+++ SUPPLIED DATA

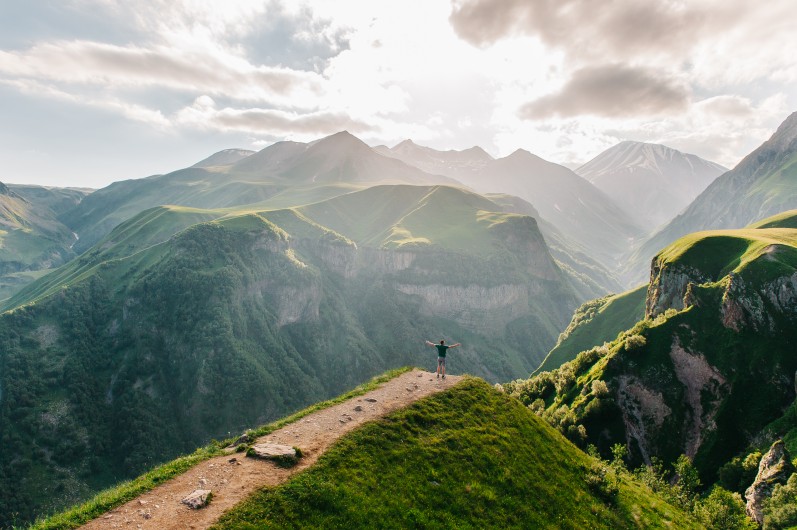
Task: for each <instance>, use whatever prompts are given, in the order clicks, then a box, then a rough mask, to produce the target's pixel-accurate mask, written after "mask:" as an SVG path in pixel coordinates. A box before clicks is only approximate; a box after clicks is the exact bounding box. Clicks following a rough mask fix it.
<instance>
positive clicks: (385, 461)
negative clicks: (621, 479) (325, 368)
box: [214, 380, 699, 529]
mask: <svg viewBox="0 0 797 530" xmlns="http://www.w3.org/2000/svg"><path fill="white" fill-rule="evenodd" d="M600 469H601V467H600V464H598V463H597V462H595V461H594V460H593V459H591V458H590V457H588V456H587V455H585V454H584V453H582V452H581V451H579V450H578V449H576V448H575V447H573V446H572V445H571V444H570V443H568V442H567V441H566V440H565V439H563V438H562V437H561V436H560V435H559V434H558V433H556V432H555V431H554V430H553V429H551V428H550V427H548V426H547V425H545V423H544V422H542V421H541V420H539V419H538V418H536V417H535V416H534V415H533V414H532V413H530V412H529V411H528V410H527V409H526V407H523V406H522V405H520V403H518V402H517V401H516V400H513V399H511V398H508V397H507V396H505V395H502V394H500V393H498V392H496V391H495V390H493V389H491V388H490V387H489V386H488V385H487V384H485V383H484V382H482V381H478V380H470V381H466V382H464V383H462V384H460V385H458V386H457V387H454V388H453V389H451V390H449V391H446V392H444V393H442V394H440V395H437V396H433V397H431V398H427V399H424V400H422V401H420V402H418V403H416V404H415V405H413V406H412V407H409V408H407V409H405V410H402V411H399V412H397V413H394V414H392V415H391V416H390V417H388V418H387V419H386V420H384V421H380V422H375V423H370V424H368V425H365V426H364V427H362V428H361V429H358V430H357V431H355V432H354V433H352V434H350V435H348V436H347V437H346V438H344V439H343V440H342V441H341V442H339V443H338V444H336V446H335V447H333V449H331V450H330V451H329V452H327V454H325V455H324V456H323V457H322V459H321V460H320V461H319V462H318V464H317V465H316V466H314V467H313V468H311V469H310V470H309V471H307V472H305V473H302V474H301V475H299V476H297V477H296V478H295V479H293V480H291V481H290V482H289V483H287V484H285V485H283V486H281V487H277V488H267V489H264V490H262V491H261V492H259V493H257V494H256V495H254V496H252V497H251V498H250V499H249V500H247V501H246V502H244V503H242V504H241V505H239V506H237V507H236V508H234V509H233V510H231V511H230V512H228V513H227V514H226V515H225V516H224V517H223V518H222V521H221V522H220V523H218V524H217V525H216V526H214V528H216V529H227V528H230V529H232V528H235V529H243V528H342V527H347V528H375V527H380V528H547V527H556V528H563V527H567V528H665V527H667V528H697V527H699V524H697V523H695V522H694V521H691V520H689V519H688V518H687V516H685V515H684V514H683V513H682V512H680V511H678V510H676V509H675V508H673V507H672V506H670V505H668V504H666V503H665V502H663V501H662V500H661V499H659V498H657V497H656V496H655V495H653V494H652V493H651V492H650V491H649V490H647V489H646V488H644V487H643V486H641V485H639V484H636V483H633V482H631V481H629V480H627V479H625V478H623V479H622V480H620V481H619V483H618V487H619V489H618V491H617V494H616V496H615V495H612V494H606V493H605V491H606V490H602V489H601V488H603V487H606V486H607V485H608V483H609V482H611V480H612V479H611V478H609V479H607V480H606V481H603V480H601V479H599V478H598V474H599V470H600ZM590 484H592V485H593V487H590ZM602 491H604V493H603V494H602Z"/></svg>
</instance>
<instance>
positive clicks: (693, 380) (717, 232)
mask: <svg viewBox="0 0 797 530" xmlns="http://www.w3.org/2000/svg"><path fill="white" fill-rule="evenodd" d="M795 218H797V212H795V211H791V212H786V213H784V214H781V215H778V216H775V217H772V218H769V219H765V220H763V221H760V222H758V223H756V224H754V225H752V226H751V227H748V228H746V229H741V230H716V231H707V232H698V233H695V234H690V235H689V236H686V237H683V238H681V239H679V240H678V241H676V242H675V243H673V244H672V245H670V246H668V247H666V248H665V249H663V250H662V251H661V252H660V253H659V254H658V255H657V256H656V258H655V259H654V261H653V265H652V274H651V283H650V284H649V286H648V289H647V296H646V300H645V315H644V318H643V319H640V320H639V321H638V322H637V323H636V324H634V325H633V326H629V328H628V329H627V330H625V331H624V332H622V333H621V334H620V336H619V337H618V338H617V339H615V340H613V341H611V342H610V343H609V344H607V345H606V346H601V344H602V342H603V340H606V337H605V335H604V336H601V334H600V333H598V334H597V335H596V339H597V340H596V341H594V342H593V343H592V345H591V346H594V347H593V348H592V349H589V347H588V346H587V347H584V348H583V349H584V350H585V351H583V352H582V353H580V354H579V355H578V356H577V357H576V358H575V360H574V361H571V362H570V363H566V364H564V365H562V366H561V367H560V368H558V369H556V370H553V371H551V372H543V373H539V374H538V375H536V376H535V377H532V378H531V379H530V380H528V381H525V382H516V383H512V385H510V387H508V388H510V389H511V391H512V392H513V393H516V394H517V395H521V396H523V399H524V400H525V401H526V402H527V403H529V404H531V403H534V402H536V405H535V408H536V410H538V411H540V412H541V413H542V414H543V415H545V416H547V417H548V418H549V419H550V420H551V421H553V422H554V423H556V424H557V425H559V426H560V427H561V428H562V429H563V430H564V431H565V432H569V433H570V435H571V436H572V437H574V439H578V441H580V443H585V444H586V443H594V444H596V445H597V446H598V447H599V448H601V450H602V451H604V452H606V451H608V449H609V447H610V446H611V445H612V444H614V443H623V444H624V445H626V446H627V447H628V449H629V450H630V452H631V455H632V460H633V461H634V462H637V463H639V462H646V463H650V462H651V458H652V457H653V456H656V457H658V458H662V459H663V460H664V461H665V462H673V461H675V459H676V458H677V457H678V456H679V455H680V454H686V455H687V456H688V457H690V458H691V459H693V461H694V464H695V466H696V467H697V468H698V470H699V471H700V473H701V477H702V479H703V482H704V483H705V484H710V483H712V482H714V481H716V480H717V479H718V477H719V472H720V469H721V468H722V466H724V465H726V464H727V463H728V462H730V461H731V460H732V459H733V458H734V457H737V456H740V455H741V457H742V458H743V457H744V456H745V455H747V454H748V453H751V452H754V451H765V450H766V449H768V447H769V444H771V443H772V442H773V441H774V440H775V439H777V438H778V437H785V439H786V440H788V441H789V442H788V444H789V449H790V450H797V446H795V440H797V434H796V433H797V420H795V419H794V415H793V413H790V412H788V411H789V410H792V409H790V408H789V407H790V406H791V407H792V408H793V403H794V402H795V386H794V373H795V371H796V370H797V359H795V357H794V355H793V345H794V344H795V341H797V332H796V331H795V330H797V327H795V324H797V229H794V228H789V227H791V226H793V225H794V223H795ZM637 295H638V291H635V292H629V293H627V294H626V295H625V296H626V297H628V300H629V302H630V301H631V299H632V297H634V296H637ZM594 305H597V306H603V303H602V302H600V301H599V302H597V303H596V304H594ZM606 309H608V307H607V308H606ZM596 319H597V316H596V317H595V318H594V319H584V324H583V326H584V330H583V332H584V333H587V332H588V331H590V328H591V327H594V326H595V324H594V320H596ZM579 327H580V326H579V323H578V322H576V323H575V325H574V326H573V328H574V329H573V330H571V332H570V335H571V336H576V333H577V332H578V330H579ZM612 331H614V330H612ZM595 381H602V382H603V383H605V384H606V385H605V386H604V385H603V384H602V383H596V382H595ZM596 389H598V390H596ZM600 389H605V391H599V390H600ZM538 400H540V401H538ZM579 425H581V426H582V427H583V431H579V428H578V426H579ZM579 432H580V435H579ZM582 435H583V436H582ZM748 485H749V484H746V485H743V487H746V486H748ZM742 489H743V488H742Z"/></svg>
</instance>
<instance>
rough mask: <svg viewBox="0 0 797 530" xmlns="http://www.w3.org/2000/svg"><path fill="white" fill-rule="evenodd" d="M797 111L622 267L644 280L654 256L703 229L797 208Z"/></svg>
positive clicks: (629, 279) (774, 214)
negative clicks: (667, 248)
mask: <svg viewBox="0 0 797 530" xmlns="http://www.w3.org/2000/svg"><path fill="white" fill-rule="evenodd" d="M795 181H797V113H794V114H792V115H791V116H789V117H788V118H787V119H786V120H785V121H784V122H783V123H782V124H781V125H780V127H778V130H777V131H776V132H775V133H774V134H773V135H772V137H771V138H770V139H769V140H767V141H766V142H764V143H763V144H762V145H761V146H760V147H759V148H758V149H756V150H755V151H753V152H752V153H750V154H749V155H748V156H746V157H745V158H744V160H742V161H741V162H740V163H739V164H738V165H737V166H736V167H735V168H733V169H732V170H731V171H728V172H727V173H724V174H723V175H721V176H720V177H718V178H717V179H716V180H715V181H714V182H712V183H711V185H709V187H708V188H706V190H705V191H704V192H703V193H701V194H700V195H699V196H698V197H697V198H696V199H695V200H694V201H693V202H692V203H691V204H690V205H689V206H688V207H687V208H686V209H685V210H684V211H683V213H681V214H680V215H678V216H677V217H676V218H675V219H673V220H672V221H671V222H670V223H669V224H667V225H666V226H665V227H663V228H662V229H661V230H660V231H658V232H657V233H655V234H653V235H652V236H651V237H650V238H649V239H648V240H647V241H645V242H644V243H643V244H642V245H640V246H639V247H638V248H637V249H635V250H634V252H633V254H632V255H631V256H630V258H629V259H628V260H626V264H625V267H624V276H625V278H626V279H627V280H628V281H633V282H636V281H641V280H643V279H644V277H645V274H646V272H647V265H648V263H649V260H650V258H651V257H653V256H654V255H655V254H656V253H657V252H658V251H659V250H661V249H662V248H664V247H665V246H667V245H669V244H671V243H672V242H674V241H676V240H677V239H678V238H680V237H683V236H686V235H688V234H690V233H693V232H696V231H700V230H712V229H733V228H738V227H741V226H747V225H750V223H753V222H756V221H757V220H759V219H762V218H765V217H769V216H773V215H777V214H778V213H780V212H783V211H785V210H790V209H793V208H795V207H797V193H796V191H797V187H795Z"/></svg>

++++++

→ **WORK INSTRUCTIONS**
Each line above that holds the string "negative" should be copied and shown.

→ **ANSWER TO THIS PROBLEM**
negative clicks: (621, 479) (325, 368)
negative clicks: (667, 248)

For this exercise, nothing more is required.